== TASK DIRECTIONS ==
Tally the lines in the records below that contain "positive" and return only the result.
·····
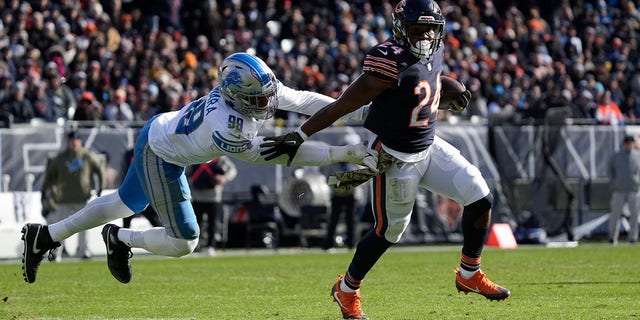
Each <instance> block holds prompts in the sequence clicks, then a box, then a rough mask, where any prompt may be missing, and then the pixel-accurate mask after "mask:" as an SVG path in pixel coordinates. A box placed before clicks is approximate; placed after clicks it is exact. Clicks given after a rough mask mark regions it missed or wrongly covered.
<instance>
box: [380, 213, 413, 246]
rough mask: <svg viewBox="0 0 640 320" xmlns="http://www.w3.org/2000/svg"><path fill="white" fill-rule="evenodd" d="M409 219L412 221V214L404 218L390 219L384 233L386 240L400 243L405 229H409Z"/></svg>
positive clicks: (391, 242)
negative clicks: (399, 242)
mask: <svg viewBox="0 0 640 320" xmlns="http://www.w3.org/2000/svg"><path fill="white" fill-rule="evenodd" d="M409 221H411V215H408V216H407V218H406V219H404V220H401V219H398V220H395V221H393V222H391V221H390V222H389V225H388V226H387V230H386V231H385V233H384V238H385V240H387V241H389V242H391V243H398V241H400V238H401V237H402V234H404V231H405V230H407V227H408V226H409Z"/></svg>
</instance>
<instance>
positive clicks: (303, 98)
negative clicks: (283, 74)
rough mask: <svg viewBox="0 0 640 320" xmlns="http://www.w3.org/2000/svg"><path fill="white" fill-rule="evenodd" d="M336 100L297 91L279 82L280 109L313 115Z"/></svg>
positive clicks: (321, 95)
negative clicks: (289, 87) (313, 114)
mask: <svg viewBox="0 0 640 320" xmlns="http://www.w3.org/2000/svg"><path fill="white" fill-rule="evenodd" d="M333 101H335V99H333V98H331V97H329V96H325V95H323V94H319V93H315V92H311V91H304V90H295V89H292V88H289V87H287V86H285V85H284V84H282V83H281V82H278V109H280V110H286V111H293V112H297V113H302V114H306V115H312V114H314V113H316V112H317V111H318V110H320V109H322V108H324V107H325V106H326V105H328V104H329V103H331V102H333Z"/></svg>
·····
== WRITTEN ANSWER ==
3